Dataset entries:

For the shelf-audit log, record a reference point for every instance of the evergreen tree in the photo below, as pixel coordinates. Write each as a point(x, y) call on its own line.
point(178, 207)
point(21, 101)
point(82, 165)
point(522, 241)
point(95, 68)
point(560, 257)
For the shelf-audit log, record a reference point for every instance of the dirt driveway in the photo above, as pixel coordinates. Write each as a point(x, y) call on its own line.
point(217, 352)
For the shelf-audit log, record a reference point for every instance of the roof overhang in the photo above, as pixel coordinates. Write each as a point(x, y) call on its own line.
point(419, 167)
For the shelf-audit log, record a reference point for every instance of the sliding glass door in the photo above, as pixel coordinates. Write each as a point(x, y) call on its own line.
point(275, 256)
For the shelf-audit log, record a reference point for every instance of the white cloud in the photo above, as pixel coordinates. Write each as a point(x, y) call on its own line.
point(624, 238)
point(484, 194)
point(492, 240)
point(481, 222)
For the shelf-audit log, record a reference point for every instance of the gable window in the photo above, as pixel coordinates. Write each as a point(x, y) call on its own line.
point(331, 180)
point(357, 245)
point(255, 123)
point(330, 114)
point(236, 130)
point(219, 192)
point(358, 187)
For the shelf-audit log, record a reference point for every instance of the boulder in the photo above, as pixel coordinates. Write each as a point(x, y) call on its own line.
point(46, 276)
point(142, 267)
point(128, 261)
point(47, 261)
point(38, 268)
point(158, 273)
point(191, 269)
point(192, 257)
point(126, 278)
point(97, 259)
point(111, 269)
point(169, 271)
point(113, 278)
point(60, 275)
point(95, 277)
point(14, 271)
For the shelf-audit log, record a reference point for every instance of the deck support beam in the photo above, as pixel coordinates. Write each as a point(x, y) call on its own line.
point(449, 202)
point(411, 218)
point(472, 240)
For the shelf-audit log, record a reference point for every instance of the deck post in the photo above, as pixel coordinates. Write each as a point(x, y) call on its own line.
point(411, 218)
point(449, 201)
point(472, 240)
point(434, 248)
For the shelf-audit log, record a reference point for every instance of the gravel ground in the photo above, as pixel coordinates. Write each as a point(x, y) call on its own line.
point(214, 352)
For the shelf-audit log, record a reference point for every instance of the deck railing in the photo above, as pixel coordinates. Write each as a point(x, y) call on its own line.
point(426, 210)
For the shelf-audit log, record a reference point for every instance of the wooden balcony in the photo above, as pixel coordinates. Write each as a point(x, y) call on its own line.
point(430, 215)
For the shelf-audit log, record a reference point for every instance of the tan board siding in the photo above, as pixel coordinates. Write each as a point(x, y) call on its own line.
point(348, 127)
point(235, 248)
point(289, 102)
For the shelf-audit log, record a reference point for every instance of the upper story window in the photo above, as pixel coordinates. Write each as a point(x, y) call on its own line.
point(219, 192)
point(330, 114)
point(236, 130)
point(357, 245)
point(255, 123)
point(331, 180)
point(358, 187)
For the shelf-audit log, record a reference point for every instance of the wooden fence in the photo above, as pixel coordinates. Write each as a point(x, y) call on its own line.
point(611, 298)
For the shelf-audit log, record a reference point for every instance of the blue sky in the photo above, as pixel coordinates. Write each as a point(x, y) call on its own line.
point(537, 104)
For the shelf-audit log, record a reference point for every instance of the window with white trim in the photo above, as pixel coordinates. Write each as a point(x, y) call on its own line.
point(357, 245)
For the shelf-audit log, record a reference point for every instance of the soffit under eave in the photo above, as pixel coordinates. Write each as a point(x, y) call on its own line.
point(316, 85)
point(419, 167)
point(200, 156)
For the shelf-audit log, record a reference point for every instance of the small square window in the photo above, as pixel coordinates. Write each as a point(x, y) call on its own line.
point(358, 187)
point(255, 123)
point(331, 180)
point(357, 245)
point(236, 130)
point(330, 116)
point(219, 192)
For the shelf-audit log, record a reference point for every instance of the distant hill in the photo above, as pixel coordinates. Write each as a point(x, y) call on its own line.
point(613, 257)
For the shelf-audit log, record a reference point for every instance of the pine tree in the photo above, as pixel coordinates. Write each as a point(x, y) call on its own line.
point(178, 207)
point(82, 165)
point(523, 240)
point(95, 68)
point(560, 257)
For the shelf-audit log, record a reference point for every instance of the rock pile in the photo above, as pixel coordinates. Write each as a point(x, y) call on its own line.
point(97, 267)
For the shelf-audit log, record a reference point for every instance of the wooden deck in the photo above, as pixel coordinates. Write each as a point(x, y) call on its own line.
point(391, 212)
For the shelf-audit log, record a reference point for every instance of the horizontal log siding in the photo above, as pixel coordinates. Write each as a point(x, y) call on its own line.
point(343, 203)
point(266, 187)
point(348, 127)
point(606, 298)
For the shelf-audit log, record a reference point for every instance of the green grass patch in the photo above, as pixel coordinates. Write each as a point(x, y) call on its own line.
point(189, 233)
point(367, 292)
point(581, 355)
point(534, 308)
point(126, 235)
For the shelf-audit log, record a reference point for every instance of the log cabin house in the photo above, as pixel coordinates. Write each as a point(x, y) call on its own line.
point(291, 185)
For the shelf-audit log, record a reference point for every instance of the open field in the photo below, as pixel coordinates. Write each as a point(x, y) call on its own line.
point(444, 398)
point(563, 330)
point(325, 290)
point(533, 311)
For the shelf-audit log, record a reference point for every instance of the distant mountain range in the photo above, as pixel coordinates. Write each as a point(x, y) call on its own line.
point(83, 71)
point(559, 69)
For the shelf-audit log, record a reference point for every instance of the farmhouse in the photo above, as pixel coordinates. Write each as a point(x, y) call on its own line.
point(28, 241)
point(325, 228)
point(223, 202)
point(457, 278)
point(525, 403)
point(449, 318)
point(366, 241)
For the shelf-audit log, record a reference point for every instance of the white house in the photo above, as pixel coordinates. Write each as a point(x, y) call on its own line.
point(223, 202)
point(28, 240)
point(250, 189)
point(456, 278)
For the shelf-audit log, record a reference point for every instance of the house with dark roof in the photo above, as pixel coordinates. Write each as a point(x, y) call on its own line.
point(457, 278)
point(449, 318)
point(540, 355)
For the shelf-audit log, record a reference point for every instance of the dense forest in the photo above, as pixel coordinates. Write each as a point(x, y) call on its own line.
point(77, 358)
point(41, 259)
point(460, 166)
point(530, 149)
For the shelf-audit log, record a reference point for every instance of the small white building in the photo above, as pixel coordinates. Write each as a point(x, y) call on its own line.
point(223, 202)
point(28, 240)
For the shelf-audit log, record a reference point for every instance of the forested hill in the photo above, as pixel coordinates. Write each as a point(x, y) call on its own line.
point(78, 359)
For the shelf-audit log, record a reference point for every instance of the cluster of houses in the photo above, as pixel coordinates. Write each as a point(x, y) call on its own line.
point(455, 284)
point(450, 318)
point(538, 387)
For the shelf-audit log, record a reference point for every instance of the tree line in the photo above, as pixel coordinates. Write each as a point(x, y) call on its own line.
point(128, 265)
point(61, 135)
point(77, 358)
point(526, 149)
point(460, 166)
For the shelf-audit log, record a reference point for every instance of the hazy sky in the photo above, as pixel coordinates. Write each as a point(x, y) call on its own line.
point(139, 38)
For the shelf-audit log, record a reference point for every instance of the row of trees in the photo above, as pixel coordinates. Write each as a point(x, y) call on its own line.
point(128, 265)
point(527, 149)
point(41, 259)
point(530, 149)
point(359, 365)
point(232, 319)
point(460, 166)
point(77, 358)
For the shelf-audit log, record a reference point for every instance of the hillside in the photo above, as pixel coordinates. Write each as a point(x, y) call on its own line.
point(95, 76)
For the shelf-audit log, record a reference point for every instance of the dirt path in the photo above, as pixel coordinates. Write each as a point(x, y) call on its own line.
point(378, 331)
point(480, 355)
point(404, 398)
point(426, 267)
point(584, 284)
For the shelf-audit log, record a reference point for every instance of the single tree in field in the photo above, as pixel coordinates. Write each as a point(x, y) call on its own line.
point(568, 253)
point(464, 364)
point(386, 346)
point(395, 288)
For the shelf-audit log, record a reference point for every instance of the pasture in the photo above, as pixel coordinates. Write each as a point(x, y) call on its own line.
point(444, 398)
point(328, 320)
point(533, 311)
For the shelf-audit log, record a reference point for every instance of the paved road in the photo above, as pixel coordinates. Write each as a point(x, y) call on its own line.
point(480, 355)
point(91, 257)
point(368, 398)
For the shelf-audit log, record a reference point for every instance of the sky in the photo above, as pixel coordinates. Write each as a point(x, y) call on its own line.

● REQUIRED ACTION: Copy out exactly the lines running from the line with "of the pasture" to the end of the records, inclusive.

● SOLUTION FOR THIS EXERCISE:
For the shelf-audit log, record a reference point for every instance of the pasture in the photo above, as pixel coordinates. Write each as a point(x, y) call on its own line.
point(444, 398)
point(328, 320)
point(533, 311)
For the shelf-audit log, record a reference point for every instance of the paved road in the photo above, as pixel coordinates. Write each as a point(x, y) call on its own line.
point(480, 355)
point(91, 257)
point(368, 398)
For the shelf-audit log, record a reference point for every instance of the sky in the photo above, as pixel coordinates. Write each as a point(x, y) call on its own line.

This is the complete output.